## Dokumentabschnitt
Ich würde mir wünschen, dass mehr Menschen akzeptieren und annehmen, dass viele Aktivist∗innen und Allys versuchen, unsere Sprache inklusiver zu gestalten. Ich kann leider nur sehr schwer nachvollziehen, warum viele das als eine Einschränkung wahrnehmen – also dieses typische Argument »Bald darf man gar nichts mehr sagen!« zieht in meinem Kopf überhaupt nicht. Ich persönlich habe so viel Spaß daran, mit Sprache zu experimentieren, neue Worte zu lernen, neue Sprechweisen zu erkunden, neue Formen des Genderns zu entwickeln und für mich zu entdecken, dass ich ganz oft ein Problem damit habe, zu verstehen, wie Menschen keine Freude daran haben können, so ein riesiges Universum der Möglichkeiten eröffnet zu bekommen und dafür auf ein paar wenige Worte »verzichten« zu müssen.
Was bedeutet gendergerechte Sprache und gendergerechtes Schreiben für dich?
Bei genderinklusiver Sprache finde ich vor allem wichtig, dass diese nicht in binären Kategorien gedacht wird. Ganz viele Menschen nutzen beispielsweise Formulierungen wie »Als Student oder Studentin muss man X machen«, »Hallo an alle Studentinnen und Studenten«, usw. und denken, dass sie dadurch genderinklusiv sprechen. Ich möchte diesen Menschen auch gar keine bösen Absichten unterstellen. Ich glaube wirklich, dass viele dieser Menschen sich sehr bemühen. Aber um genderinklusiv zu sprechen, müssen wir lernen, dass es nicht nur Frauen und Männer gibt, sondern auch Menschen, die sich außerhalb des binären Zweigeschlechtersystems verorten. Es ist also wichtig, diese Menschen auch in die Sprache einzubeziehen, indem tatsächlich gegendert wird, beispielsweise durch Formulierungen wie »Student∗innen«. Viele Menschen finden diesen Glottalstopp nicht so schön, aber tatsächlich nutzen wir den in unserer Alltagssprache auch total oft, denn wir kennen viele Wörter, in denen diese kleine Pause vorkommt, beispielsweise »geöffnet«. Hat sich über dieses Wort schon mal jemand beschwert? Bei mir jedenfalls noch nicht.

## Datensatzinhalt
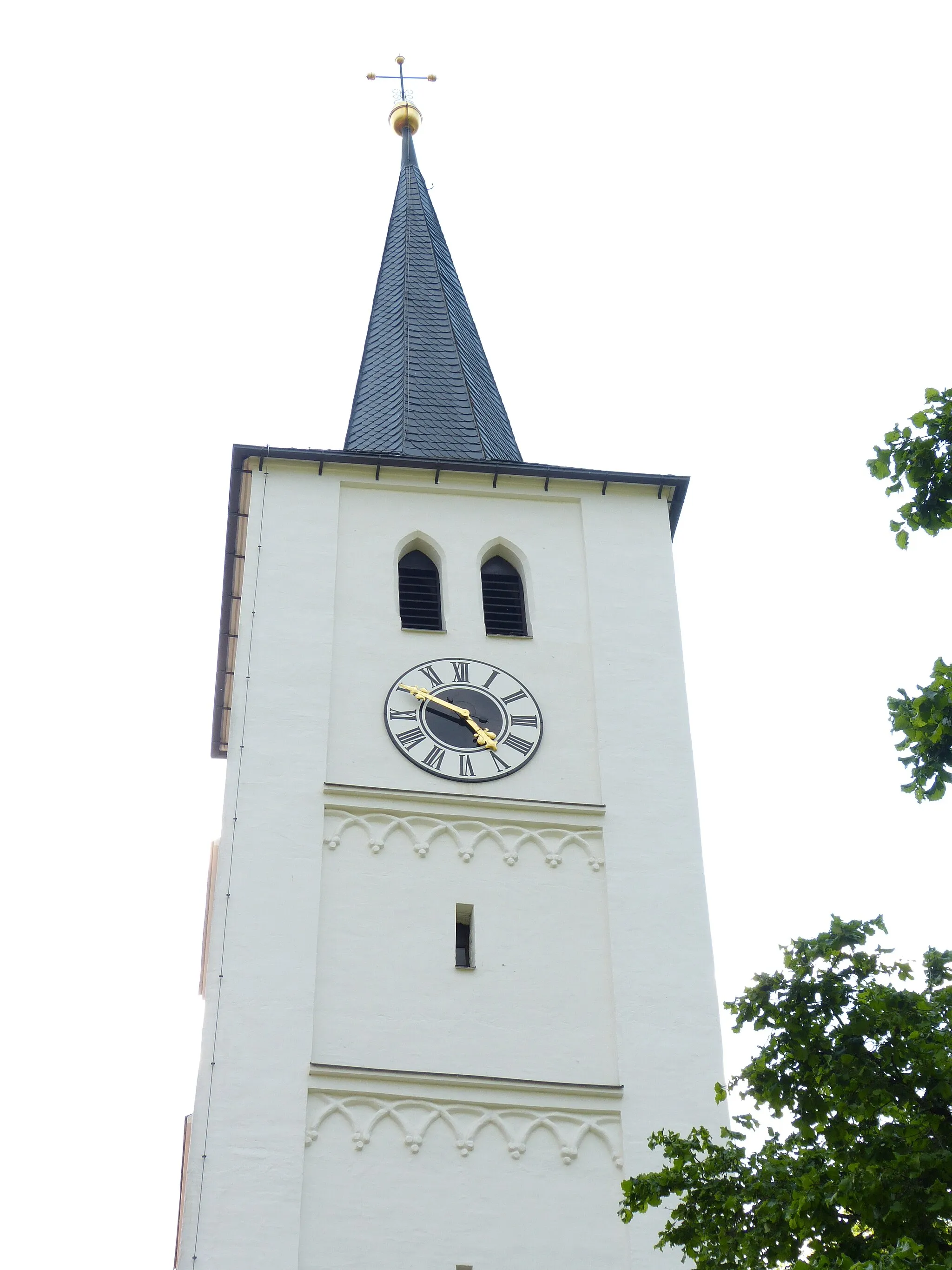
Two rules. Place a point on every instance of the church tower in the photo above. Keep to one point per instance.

## Aufgabenstellung 1
Welches Wort aus der Alltagssprache nennt der Text über gendergerechte Sprache als Beispiel für ein Wort mit Glottalstopp?
## Aufgabenstellung 2
Schreibe den Text über gendergerechte Sprache nach seinem letzten Satz weiter.
Die Zeilen sind für die Bearbeitung nicht erforderlich.

## Antwort 1
Das Wort »geöffnet«.

## Antwort 2
Wo siehst du Probleme oder Hindernisse beim Erreichen einer gendergerechten Sprache?
Ein Problem sehe ich hier: Ich arbeite selbst manchmal beispielsweise mit Kindern und Jugendlichen mit einer Lese-Rechtschreib-Schwäche. Ich sehe auf jeden Fall den Punkt, dass es für diese Personen komplizierter sein kann (aber nicht muss), sich an neue Schreib- und Sprachmuster wie das Gendern zu gewöhnen, aber denke auch, dass es möglich ist. Gleiches gilt für Menschen, deren Erstsprache nicht Deutsch ist. Ganz wichtig ist für mich hierbei: Es geht gar nicht darum, alles immer perfekt zu machen. Ich vergesse auch manchmal zu gendern oder sage mal »Freundinnen und Freunde« anstatt »Freund∗innen«. Es ist in Ordnung, Fehler zu machen. Ich finde es aber dennoch wichtig, es im Rahmen der eigenen Kapazitäten zu versuchen.
Welche Möglichkeiten der gendersensiblen Sprache verwendest du?
Während des Sprechens gendere ich gewöhnlich ganz einfach durch einen Glottalstopp, also durch eine kurze Pause im Wort. Schriftsprachlich verwende ich einen Asterisk (also »Student∗innen«). Ich weiß, dass es viele Gespräche darüber gibt, dass zum Beispiel »Student:innen« besser sei, da diese Schreibweise von verschiedenen Softwares, Programmen und Readern besser vorgelesen werden könne. Ich habe im Austausch mit einigen Personen, die diese Programme nutzen, aber erfahren, dass der Asterisk häufig ebenso gut vorgelesen werden kann. In meinen kreativen Texten experimentiere ich viel mit ganz unterschiedlichen Formen, erfinde Neues, denke mir irgendwelche Sachen aus. Ich finde, dass es da ziemlich coole Umsetzungsmöglichkeiten gibt. Eine direkte Empfehlung habe ich aber nicht. Nicht so gelungen finde ich das Binnen-I, da es nach meiner Einschätzung sehr binär ist und lediglich Frauen und Männer einbezieht, ebenso die Formulierung »Studenten und Studentinnen«.
Was wünscht du dir im Bezug auf gendergerechte Sprache für die Zukunft?
Ich würde mir wünschen, dass Menschen sich in Zukunft einfach eigenständig darüber informieren, welche Form des Genderns für sie am besten passt und auch nicht alles glauben, was sie irgendwo auf Social Media lesen – beispielsweise ist diese »Student:innen vs. Student∗innen«-Geschichte auf Instagram sehr unhinterfragt abgelaufen, hatte ich das Gefühl.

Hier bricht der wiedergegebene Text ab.